Data in this exercise: Begin

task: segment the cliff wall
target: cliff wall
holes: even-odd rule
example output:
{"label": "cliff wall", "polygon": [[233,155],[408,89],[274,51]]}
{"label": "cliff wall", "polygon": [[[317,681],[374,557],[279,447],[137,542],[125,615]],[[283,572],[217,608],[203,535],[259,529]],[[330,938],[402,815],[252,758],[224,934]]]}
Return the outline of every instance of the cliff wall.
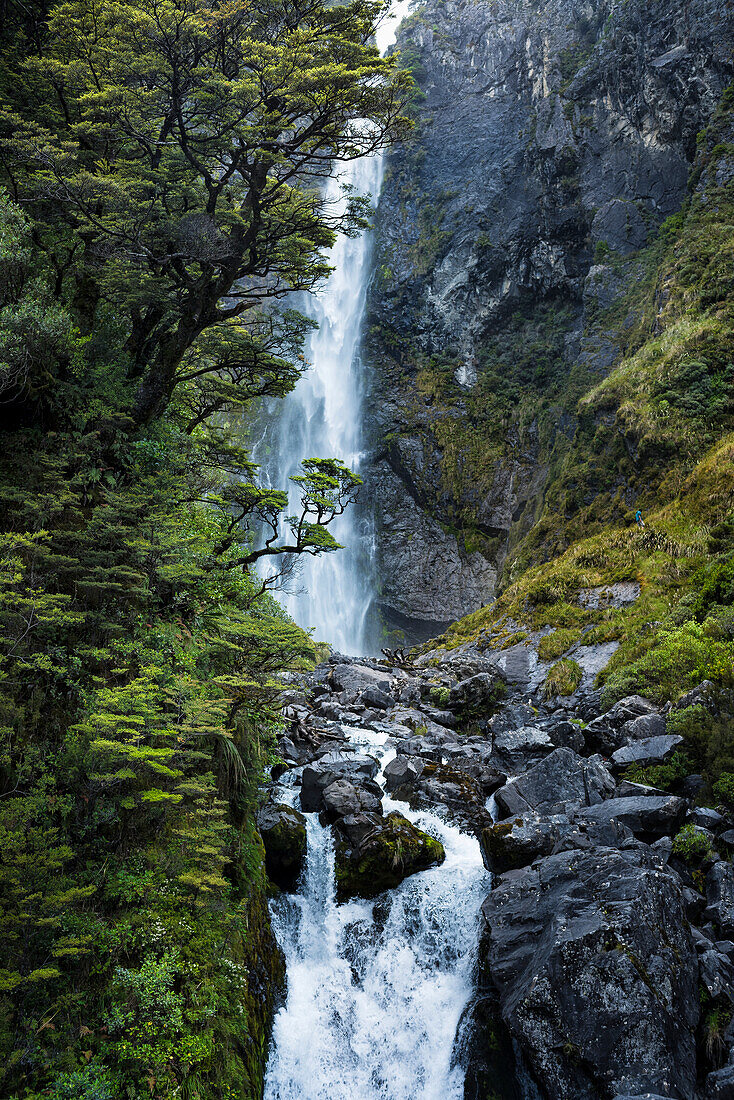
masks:
{"label": "cliff wall", "polygon": [[428,0],[403,24],[416,129],[387,166],[364,355],[380,605],[408,637],[489,603],[549,508],[593,523],[655,481],[611,456],[553,492],[733,43],[731,0]]}

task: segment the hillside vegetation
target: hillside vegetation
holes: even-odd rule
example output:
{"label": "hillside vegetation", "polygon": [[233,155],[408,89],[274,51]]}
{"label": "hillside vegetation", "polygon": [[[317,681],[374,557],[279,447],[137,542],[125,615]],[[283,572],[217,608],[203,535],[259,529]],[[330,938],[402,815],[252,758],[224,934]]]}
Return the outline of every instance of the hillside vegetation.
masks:
{"label": "hillside vegetation", "polygon": [[281,538],[286,487],[226,425],[293,387],[278,303],[364,224],[322,208],[331,158],[403,128],[377,11],[3,6],[3,1097],[262,1093],[258,784],[314,647],[254,567],[337,549],[358,479],[304,462]]}
{"label": "hillside vegetation", "polygon": [[[633,692],[659,703],[676,701],[712,681],[716,713],[697,705],[676,718],[688,742],[680,773],[652,778],[665,785],[702,770],[709,796],[730,803],[732,138],[729,91],[699,137],[684,208],[653,245],[627,261],[625,296],[596,319],[607,331],[616,325],[620,360],[578,398],[578,429],[553,456],[542,513],[508,562],[499,598],[439,640],[448,648],[467,642],[502,648],[552,628],[540,640],[544,659],[562,657],[582,639],[618,641],[598,677],[606,705]],[[635,523],[638,507],[644,528]],[[618,581],[639,584],[639,598],[619,608],[585,605],[585,590]]]}

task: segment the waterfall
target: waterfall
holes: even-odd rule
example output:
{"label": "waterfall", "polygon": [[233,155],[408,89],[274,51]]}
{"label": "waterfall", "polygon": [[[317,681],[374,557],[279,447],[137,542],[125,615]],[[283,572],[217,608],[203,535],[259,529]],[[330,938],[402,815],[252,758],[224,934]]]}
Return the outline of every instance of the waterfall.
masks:
{"label": "waterfall", "polygon": [[[392,44],[397,24],[412,0],[393,3],[378,30],[382,53]],[[344,166],[332,178],[325,200],[345,203],[343,187],[377,201],[383,174],[381,156],[363,157]],[[333,207],[332,207],[333,208]],[[291,488],[291,510],[298,494],[288,479],[300,472],[304,458],[338,458],[359,472],[362,457],[363,378],[358,355],[369,277],[369,234],[340,236],[329,253],[333,273],[324,287],[301,305],[318,328],[306,346],[310,369],[295,390],[269,418],[263,439],[255,448],[266,484]],[[367,638],[368,612],[373,599],[370,517],[354,506],[331,526],[344,547],[335,553],[301,563],[295,580],[281,593],[281,602],[297,623],[313,628],[314,637],[343,652],[361,654],[373,648]]]}
{"label": "waterfall", "polygon": [[[351,730],[382,765],[384,735]],[[285,801],[293,791],[281,791]],[[488,876],[479,844],[431,812],[384,800],[438,836],[446,861],[376,901],[337,905],[331,830],[308,815],[305,880],[272,905],[288,994],[275,1018],[265,1100],[462,1100],[454,1057],[472,994]]]}

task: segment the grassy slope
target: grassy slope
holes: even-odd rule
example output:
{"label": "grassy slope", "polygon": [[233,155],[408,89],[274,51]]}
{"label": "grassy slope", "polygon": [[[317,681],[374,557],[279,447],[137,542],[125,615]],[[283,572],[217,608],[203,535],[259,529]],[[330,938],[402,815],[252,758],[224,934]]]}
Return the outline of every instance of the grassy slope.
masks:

Data in this exercise: End

■ Work to complete:
Pictures stay out. Print the lines of the records above exactly, from the first through the one with "Return the outline of every instance of the hillside".

■ Task output:
task: segment the cliff wall
target: cliff wall
holes: even-odd rule
example output:
{"label": "cliff wall", "polygon": [[233,155],[408,89],[274,51]]}
{"label": "cliff wall", "polygon": [[[317,681],[374,557],[279,447],[137,542],[125,615]],[[283,572],[217,608],[203,535],[259,529]],[[330,938],[402,815],[252,758],[224,934]]]}
Return the outline of every instance of the cliff wall.
masks:
{"label": "cliff wall", "polygon": [[428,0],[403,24],[416,129],[387,166],[364,355],[380,605],[408,637],[489,603],[549,508],[593,523],[655,481],[611,456],[553,492],[733,43],[731,0]]}

task: segment the hillside vegetation
target: hillside vegetation
holes: even-odd rule
example output:
{"label": "hillside vegetation", "polygon": [[233,155],[408,89],[274,51]]}
{"label": "hillside vegetation", "polygon": [[[317,681],[374,557],[279,447],[137,542],[125,615]],[[283,572],[217,608],[203,535],[259,529]],[[330,938],[402,815],[252,758],[224,934]]]}
Return the outline of every instance of the hillside vegetation.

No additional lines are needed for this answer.